• [Kutipan]:
----
Rabu, 30 Desember 2009

Antara Politik dan Seni


Seni sebagai salah satu disiplin ilmu yang mungkin bagi banyak orang dipandang sebagai ilmu non sains, merupakan sebuah salah satu sarana pelampiasan kemelut hati yang kosong bagi orang yang menggeluti dan mempelajarinya. Kebebasan mutlak sebagai modal awal untuk meraih dan merambah kedunia seni dan kemuakan akan alur cerita hidup yang selama ini cenderung statis, adalah ciri khas dari seni. Tanpa adanya aturan yang pasti, tetapi didukung dengan landasan teori yang membalutnya dalam dunia akademisi, seni semakin lama semakin bebas tanpa batas melenggang mengeluarkan kreatifitas sebagai tolak ukurnya. Karya yang biasa dikumandangkan sebagai sebuah masterpiece mencirikan sebuah karakter tersendiri bagi keragaman pelaku – pelaku seni yang semakin lama semakin heterogen.
Kebersinggungan seni dengan ilmu – ilmu yang lain adalah tiada pasti. Penerapan – penerapan ilmu seperti ilmu politik, ilmu sosial bahkan ilmu hisab terangkum menjadi satu dalam sebuah falsafah seni, Meskipun demikian seni tetap mengagungkan sebuah kebebasan berkreasi, kebebasan berpikir, kebebasan mengkritisi sekitar, kebebasan ber persepsi tanpa harus memikirkan kaidah – kaidah ilmu – ilmu yang lain.
Keragaman cabang seni seperti seni rupa, seni musik, seni tari dan lain sebagainya, merupakan sebuah cermin keragaman dari seni dan pilihan – pilihan lahan kreasi bagi pelaku seni. Keragaman – keragaman dan kuantitas dari pada pelaku seni serta sifat dasar manusia sebagai manusia yang sosialis, melahirkan gerombolan – gerombolan, kelompok – kelompok kecil yang biasa disebut dengan komunitas.
Politik yang juga salah satu disiplin ilmu yang mampu sedikit menarik sebagian orang untuk mempelajarinya, berisikan segala macam pelajaran tentang sebuah system dalam suatu kekuasaan, Sistem bagaimana kita menduduki suatu jabatan, bagaimana kita mengisi sebuah kekuasaan, bagaimana merebut kekuasaan, bagaimana kita mencuci otak bawahan dan bagaimana kita menerkam seorang rival adalah beberapa ciri khas sistem penerapan ilmu politik.
----
• [Tugas Singkat 1]: Menurut kutipan tentang seni dan politik, apa yang menyebabkan lahirnya kelompok-kelompok kecil yang disebut "komunitas"? Jelaskan dalam satu hingga tiga kalimat.
• [Tugas Singkat 2]: Rangkumlah kutipan tentang seni dan politik dalam dua kalimat.
• [Tugas Singkat 3]: Tuliskan lanjutan kutipan tentang seni dan politik, dimulai setelah kalimat terakhirnya.
----
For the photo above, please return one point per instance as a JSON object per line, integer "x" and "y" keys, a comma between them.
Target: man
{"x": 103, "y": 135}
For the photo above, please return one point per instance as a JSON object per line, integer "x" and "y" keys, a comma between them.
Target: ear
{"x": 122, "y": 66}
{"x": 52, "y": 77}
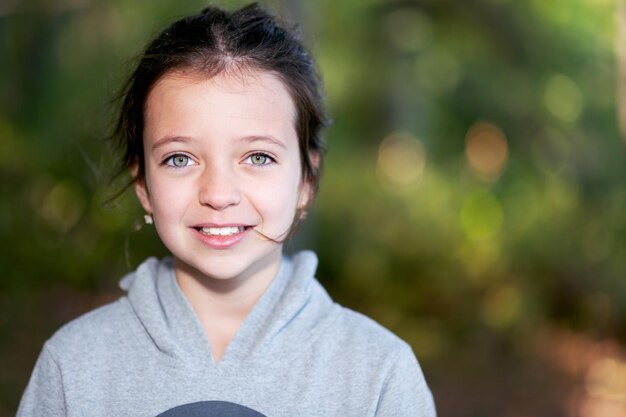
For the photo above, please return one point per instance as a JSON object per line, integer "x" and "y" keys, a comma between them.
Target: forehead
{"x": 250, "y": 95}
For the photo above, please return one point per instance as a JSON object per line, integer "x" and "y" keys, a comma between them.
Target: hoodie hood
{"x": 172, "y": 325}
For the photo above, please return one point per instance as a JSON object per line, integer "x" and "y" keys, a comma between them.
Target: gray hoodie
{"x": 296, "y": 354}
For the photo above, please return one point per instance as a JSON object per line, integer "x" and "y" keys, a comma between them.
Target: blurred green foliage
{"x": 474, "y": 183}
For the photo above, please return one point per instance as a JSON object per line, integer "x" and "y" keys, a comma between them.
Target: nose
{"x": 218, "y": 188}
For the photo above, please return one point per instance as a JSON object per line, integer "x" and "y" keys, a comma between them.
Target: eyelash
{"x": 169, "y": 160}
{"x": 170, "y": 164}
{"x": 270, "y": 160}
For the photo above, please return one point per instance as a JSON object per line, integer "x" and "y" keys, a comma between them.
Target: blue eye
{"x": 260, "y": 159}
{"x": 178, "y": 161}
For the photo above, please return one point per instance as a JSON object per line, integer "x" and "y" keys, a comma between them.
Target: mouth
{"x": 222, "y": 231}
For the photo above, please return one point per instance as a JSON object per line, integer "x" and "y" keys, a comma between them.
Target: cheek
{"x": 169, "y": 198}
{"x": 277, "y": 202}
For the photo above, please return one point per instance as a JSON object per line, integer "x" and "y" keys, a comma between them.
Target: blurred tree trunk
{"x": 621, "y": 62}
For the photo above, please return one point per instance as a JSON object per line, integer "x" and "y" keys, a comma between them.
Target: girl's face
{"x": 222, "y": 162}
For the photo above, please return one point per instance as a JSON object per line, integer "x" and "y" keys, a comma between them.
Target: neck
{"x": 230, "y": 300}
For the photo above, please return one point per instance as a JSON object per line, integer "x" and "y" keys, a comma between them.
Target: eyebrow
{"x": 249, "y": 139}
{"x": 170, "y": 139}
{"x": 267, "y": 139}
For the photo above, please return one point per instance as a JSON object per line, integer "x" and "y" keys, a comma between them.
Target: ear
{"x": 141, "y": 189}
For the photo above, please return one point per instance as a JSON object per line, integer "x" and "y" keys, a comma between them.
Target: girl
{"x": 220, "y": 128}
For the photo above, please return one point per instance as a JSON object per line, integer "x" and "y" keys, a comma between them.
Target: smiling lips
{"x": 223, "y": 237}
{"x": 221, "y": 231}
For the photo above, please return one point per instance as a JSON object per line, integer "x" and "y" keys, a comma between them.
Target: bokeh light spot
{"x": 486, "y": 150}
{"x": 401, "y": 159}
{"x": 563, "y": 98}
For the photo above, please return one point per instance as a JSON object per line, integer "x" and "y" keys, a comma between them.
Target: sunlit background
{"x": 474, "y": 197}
----
• [Jawaban Tugas 1]: Komunitas lahir dari keragaman dan banyaknya pelaku seni. Faktor lainnya adalah sifat dasar manusia sebagai makhluk sosial.

• [Jawaban Tugas 2]: Seni digambarkan sebagai disiplin yang mengagungkan kebebasan berkreasi dan berpikir, bersinggungan dengan ilmu lain tanpa terikat kaidahnya, serta memiliki beragam cabang yang pelakunya membentuk komunitas. Politik merupakan disiplin ilmu yang mempelajari sistem dalam kekuasaan, misalnya cara menduduki jabatan, merebut kekuasaan, dan menerkam rival.

• [Jawaban Tugas 3]:
Politik dan kekuasaan adalah dua hal yang mungkin tidak bisa terpisahkan, tetapi merupakan dua hal yang terpisah meskipun saling berkaitan. Kekuasaan ada di dalam sebuah struktur organisasi sosial yang didirikan orang – orang dibawah kata kesepakatan bersama, dan didalam kekuasaan ada ilmu untuk menggapainya yang biasa disebut ilmu politik. Organisasi – organisasi sosial yang dihinggapi oleh politik kebanyakan adalah organisasi yang bertujuan penuh terhadap kekuasaan yang menguasai kehidupan orang banyak.
Saya, sebagai orang yang mempunyai pijakan awal dalam dunia seni dan mulai merangkak besar dengan mengfungsikan ilmu seni, kini mempunyai sebuah prioritas dalam sebuah perkumpulan orang yang disebut dengan komunitas. Bermodalkan pengalaman belajar, bekerja dan bekerjasama didalam ritme lingkungan orang – orang bermisi seni dikota Yogyakarta dan Jakarta, saya mulai mencoba berpeluh ria berkomunitas di kota kelahiran.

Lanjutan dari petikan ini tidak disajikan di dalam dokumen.